• Exercise aim: Search the entries for the word "stripe". Copy every line where it turns up.

• Provided data:
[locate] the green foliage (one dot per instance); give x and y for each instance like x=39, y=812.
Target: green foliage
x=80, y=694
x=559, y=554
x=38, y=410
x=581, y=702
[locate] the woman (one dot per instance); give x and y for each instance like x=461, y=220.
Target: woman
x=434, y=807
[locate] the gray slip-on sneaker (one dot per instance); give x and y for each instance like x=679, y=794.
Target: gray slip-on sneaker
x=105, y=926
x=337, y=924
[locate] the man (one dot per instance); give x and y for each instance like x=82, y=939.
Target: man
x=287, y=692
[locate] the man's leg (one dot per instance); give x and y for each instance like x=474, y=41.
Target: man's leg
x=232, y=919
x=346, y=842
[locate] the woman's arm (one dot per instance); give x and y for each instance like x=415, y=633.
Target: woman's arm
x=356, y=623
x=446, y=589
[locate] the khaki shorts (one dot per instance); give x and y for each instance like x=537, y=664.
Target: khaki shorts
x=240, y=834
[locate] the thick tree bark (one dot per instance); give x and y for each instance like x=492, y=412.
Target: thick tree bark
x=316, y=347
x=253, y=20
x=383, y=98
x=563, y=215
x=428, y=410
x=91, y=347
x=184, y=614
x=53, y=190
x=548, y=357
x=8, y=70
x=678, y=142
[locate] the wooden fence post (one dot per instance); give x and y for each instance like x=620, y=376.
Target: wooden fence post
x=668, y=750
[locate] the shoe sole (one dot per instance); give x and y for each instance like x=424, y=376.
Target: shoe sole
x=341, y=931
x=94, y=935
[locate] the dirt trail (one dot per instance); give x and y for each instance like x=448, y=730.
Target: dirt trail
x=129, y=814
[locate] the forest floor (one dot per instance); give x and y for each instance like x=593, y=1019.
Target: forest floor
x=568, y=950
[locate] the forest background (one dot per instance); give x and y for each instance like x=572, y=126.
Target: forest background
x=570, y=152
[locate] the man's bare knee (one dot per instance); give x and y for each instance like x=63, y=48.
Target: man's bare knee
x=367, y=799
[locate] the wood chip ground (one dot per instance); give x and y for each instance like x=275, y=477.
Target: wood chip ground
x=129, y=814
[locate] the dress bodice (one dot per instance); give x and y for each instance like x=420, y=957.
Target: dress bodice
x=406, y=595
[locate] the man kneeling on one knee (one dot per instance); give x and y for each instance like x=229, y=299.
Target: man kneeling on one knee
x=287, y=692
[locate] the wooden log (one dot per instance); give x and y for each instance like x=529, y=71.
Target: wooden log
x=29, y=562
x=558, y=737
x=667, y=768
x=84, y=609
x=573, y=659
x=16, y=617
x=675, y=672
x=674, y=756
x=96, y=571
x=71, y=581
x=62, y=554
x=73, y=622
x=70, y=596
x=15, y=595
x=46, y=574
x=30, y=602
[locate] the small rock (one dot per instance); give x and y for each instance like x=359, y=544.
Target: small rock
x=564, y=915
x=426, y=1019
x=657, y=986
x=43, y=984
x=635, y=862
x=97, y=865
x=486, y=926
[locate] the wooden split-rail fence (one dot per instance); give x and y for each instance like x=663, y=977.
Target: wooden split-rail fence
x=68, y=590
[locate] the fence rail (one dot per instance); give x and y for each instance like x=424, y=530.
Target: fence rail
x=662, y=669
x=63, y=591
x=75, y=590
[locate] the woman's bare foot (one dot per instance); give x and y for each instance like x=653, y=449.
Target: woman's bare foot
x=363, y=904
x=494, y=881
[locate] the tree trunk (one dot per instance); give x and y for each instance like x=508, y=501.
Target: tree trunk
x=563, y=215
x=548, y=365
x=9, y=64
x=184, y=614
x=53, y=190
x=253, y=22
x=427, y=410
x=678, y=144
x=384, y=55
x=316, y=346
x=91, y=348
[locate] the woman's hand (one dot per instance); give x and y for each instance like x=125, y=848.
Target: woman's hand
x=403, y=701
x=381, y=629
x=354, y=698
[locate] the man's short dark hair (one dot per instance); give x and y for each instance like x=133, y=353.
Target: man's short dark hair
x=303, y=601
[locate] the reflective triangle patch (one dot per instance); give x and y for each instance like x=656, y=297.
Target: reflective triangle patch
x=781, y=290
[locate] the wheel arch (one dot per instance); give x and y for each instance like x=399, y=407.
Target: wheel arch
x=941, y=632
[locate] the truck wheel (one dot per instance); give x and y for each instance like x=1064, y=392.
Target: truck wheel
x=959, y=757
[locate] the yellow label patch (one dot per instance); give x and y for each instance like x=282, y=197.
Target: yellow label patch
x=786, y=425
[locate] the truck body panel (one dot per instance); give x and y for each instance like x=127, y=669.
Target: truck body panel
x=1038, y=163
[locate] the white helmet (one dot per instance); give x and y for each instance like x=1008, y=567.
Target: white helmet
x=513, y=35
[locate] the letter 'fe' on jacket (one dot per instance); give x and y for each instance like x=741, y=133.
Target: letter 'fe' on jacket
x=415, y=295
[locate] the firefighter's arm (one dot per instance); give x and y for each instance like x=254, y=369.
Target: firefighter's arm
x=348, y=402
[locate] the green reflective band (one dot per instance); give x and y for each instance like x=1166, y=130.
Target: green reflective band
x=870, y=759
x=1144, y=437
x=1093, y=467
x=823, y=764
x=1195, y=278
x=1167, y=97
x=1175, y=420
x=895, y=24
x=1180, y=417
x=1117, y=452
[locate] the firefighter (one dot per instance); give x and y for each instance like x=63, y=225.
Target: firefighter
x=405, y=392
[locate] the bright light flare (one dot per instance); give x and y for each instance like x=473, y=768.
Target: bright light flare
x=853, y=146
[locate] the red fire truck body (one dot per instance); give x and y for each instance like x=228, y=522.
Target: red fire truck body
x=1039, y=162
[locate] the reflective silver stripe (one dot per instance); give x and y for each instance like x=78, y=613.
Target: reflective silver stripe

--

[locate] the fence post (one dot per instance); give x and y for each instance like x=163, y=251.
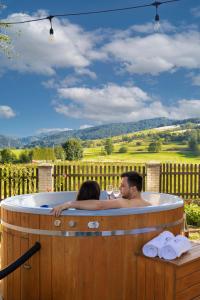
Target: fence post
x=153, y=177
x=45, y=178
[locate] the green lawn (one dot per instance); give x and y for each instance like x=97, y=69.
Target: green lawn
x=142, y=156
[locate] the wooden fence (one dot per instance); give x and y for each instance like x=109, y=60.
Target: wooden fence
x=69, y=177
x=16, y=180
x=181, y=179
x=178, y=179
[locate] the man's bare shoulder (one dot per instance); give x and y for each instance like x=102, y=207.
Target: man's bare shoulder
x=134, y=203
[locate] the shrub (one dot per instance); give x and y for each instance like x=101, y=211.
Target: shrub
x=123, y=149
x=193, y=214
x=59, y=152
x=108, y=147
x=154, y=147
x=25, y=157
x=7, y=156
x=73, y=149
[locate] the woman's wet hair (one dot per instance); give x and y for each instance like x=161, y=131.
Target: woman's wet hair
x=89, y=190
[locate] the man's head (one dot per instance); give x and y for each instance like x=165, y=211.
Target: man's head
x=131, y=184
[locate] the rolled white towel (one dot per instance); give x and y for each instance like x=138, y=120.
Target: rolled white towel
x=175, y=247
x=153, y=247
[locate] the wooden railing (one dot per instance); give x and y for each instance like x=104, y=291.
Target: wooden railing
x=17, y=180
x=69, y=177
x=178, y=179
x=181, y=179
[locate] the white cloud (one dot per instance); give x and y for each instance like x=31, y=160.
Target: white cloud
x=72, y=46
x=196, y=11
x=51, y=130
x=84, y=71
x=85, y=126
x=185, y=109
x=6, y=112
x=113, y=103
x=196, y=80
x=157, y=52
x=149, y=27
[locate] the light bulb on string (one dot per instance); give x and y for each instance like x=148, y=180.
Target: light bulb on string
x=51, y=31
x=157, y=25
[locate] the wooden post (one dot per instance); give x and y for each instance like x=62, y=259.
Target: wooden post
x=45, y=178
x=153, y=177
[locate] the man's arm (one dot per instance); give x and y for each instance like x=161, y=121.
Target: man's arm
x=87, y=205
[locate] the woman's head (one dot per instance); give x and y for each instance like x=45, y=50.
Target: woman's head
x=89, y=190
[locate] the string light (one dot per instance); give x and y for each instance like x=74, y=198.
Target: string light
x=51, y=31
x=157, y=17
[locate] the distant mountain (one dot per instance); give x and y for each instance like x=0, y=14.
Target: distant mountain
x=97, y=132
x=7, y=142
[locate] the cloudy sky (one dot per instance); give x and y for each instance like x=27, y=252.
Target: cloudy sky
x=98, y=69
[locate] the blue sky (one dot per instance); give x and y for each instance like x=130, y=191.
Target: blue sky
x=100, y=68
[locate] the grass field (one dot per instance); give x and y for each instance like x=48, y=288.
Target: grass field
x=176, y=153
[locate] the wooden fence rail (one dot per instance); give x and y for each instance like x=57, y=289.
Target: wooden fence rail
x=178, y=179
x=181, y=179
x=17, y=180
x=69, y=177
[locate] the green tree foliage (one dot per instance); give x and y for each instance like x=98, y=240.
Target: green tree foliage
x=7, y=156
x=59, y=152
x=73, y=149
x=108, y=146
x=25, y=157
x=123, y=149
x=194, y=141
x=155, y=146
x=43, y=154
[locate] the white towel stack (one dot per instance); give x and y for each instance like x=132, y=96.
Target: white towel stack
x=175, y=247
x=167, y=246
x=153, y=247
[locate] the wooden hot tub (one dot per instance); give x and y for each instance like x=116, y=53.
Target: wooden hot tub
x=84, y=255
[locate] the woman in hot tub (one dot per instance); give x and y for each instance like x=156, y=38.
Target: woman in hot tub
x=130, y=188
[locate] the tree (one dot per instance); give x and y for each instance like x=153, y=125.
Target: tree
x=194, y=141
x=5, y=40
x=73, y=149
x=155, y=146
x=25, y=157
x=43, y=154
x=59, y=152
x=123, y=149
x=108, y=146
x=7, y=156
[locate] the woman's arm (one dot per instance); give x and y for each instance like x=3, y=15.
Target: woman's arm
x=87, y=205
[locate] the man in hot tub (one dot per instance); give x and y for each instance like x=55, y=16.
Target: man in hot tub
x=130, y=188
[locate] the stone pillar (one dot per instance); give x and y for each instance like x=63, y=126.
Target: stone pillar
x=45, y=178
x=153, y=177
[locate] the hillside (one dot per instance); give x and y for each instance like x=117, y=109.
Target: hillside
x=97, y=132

• Exercise solution:
[locate] the reflective silver stripe (one dot per instance); give x and y for each instance like x=78, y=613.
Target: reflective silver stripe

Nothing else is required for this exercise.